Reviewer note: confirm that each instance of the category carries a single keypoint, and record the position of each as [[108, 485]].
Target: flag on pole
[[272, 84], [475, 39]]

○ ○ ○ ○

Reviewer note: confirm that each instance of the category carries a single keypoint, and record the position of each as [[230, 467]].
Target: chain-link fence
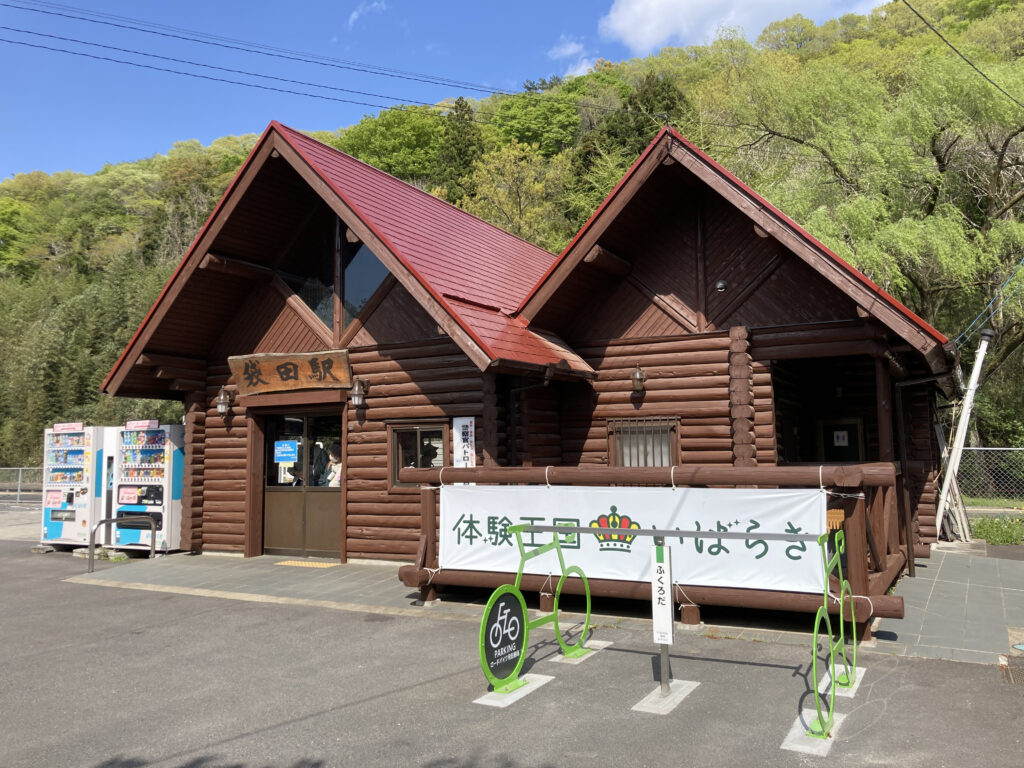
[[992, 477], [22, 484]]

○ ○ ○ ○

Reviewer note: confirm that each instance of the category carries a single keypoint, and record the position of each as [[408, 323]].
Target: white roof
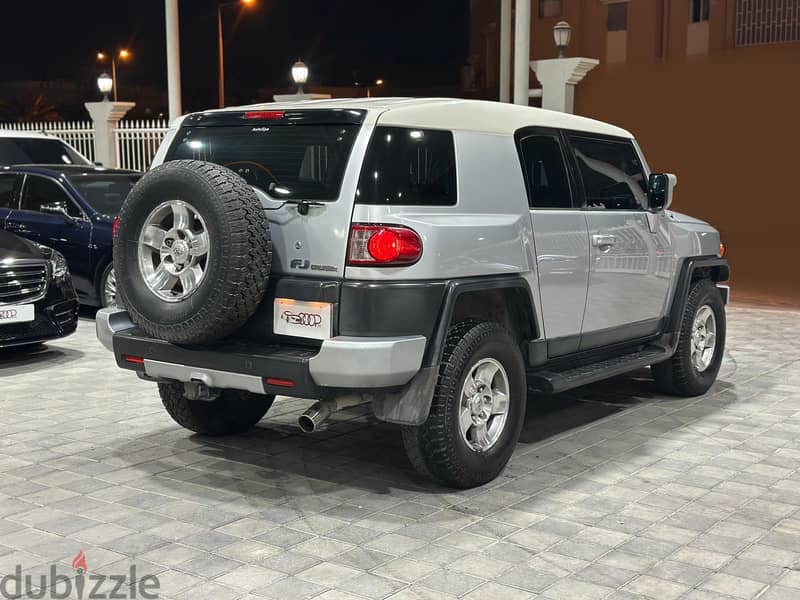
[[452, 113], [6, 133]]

○ ○ ○ ○

• **What is asked**
Could you update the records from the line containing "as [[108, 485]]." through the line containing "[[272, 84], [475, 39]]", replacing "flag on pole" with "banner on pole" and keeping everything else unchanged, and give back only those lines?

• **Completed task**
Reviewer note: confirm that each instance of the category carries a single keypoint, and record the position of each as [[108, 485]].
Target: banner on pole
[[272, 84], [475, 39]]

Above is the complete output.